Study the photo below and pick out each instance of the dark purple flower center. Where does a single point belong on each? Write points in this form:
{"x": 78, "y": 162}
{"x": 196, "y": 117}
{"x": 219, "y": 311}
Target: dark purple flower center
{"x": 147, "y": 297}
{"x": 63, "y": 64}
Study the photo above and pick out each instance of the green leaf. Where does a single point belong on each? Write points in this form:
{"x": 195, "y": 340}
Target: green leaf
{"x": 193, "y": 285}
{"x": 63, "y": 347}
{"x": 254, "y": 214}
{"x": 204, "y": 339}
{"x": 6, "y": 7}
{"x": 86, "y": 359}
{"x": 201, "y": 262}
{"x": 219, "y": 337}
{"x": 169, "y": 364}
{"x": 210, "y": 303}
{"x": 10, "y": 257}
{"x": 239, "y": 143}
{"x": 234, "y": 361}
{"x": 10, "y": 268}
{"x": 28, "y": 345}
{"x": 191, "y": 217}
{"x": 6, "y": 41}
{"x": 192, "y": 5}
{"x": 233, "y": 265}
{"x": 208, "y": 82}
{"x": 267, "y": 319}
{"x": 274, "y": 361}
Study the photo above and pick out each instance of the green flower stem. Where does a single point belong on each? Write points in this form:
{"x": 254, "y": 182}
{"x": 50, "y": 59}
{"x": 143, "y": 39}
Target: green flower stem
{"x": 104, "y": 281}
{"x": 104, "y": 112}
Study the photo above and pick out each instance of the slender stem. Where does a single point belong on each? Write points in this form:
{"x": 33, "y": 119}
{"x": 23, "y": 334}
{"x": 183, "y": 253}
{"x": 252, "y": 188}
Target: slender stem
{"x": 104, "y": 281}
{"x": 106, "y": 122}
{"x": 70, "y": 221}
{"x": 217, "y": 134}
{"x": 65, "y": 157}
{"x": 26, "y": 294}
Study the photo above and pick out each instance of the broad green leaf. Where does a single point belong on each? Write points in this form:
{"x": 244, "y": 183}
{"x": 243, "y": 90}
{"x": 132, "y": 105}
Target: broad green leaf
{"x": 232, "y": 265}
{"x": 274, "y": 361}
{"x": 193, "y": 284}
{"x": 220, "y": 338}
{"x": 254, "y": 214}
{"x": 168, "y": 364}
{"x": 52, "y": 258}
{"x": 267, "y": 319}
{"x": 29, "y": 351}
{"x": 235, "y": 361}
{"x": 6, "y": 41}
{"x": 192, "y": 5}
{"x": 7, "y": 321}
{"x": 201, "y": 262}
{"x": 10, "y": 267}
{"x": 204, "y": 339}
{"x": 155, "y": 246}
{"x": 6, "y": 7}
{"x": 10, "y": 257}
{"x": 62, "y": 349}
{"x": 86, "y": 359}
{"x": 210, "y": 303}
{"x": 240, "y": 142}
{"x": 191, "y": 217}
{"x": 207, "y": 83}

Task description –
Write out the whole listing again. Match it word for word.

Answer below –
Study the photo below and pick out each instance of the dark purple flower center. Where does a single point belong on each? Write points in this form:
{"x": 78, "y": 162}
{"x": 196, "y": 117}
{"x": 219, "y": 311}
Target: dark purple flower center
{"x": 147, "y": 297}
{"x": 63, "y": 64}
Study the photo above and pick out each instance of the green leaf. Where does a single point belong on each? Write points in this form:
{"x": 195, "y": 340}
Target: green leaf
{"x": 193, "y": 285}
{"x": 63, "y": 347}
{"x": 254, "y": 214}
{"x": 204, "y": 339}
{"x": 6, "y": 7}
{"x": 86, "y": 359}
{"x": 201, "y": 262}
{"x": 219, "y": 337}
{"x": 169, "y": 364}
{"x": 210, "y": 303}
{"x": 10, "y": 257}
{"x": 239, "y": 143}
{"x": 234, "y": 361}
{"x": 10, "y": 268}
{"x": 28, "y": 345}
{"x": 191, "y": 217}
{"x": 6, "y": 41}
{"x": 192, "y": 5}
{"x": 233, "y": 265}
{"x": 208, "y": 82}
{"x": 267, "y": 319}
{"x": 274, "y": 361}
Study the photo above and pick out each instance of the green flower stem. Where does a single point belong on each? Write points in this form:
{"x": 254, "y": 182}
{"x": 50, "y": 59}
{"x": 143, "y": 39}
Target: green flower stem
{"x": 104, "y": 281}
{"x": 104, "y": 112}
Study the photo above and pick out each instance of the slender stem. Where does a single point belong on each? Write points in this form:
{"x": 33, "y": 119}
{"x": 23, "y": 334}
{"x": 183, "y": 253}
{"x": 252, "y": 188}
Target: slender stem
{"x": 104, "y": 281}
{"x": 106, "y": 122}
{"x": 70, "y": 221}
{"x": 217, "y": 134}
{"x": 65, "y": 157}
{"x": 26, "y": 294}
Study the photo above and pick out each instance of the broad green leaf. Where does a single point belong on each? Write points in this form:
{"x": 244, "y": 183}
{"x": 243, "y": 90}
{"x": 132, "y": 105}
Target: broad green leaf
{"x": 232, "y": 265}
{"x": 274, "y": 361}
{"x": 193, "y": 284}
{"x": 220, "y": 338}
{"x": 254, "y": 214}
{"x": 168, "y": 364}
{"x": 52, "y": 258}
{"x": 267, "y": 319}
{"x": 29, "y": 351}
{"x": 235, "y": 361}
{"x": 6, "y": 41}
{"x": 192, "y": 5}
{"x": 7, "y": 321}
{"x": 201, "y": 262}
{"x": 10, "y": 267}
{"x": 204, "y": 339}
{"x": 155, "y": 246}
{"x": 6, "y": 7}
{"x": 10, "y": 257}
{"x": 62, "y": 349}
{"x": 86, "y": 359}
{"x": 210, "y": 303}
{"x": 240, "y": 142}
{"x": 191, "y": 217}
{"x": 207, "y": 83}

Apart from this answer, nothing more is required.